======== SOURCE EXTRACT ========

Unemployment Rate Edges Up to 3.6%

Jobs growth:

Another 311,000 jobs were launched in February. This compares with an average monthly gain of 343,000 over the prior six months. Fairly modest adjustments to January and December numbers lowered overall job creation figures for those two months by a total of 34,000 jobs.

Top industries:

The strongest showings for February job creation were made in leisure and hospitality, retail trade, government, and healthcare. 


The unemployment rate ticked up  to 3.6% in February, thought to be a reflection of recent layoffs in the tech sector and more people looking for work. 


Compensation levels continue to rise, with a small gain of 0.2% in February, bringing the average annual hourly increase to 4.6% over the past 12 months. 

Work week:

The average work week dropped to 34.5 hours for the month of February.

Temporary job trends:

The temp sector recorded a modest increase of 6,800 jobs in February, about half the number recorded the previous month, after adjustment. 

What does it all mean?

======== DATA EXTRACTS ========

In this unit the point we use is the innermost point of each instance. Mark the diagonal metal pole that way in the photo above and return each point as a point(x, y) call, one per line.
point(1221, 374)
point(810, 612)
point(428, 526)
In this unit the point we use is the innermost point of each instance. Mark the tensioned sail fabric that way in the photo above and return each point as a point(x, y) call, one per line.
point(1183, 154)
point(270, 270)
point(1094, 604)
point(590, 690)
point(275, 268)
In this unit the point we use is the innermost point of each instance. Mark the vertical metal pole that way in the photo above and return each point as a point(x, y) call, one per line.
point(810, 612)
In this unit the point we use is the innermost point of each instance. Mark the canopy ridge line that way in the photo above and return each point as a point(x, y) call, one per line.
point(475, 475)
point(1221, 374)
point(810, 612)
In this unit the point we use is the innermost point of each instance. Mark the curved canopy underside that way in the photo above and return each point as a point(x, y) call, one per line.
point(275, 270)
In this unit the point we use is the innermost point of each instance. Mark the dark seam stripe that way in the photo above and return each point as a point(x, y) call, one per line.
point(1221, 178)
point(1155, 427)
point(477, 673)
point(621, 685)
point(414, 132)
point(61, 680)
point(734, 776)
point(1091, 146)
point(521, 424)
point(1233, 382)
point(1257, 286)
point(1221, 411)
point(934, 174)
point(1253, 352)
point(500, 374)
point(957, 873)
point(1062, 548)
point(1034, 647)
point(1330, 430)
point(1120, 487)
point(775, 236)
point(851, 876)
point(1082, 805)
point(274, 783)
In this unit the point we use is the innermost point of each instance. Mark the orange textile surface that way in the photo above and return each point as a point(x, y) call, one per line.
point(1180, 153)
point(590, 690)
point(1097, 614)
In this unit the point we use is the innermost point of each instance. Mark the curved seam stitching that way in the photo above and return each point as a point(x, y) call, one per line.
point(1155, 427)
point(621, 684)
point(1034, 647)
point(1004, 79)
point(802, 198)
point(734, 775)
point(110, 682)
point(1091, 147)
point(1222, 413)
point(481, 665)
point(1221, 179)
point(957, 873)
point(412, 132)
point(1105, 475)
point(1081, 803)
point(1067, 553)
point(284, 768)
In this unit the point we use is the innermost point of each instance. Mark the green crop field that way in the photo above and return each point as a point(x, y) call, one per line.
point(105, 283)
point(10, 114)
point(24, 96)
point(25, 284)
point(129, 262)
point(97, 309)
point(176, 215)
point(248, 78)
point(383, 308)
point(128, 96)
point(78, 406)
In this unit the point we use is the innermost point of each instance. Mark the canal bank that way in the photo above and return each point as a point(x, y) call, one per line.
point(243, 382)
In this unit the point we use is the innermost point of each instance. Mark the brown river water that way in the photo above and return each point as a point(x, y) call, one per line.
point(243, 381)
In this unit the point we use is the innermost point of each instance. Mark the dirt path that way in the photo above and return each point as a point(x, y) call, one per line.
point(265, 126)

========

YOUR GOAL
Reproduce the February jobs report word for word, from start to finish. The rows have nothing to do with this.

ANSWER SPACE
Unemployment Rate Edges Up to 3.6%

Jobs growth:

Another 311,000 jobs were launched in February. This compares with an average monthly gain of 343,000 over the prior six months. Fairly modest adjustments to January and December numbers lowered overall job creation figures for those two months by a total of 34,000 jobs.

Top industries:

The strongest showings for February job creation were made in leisure and hospitality, retail trade, government, and healthcare. 


The unemployment rate ticked up  to 3.6% in February, thought to be a reflection of recent layoffs in the tech sector and more people looking for work. 


Compensation levels continue to rise, with a small gain of 0.2% in February, bringing the average annual hourly increase to 4.6% over the past 12 months. 

Work week:

The average work week dropped to 34.5 hours for the month of February.

Temporary job trends:

The temp sector recorded a modest increase of 6,800 jobs in February, about half the number recorded the previous month, after adjustment. 

What does it all mean?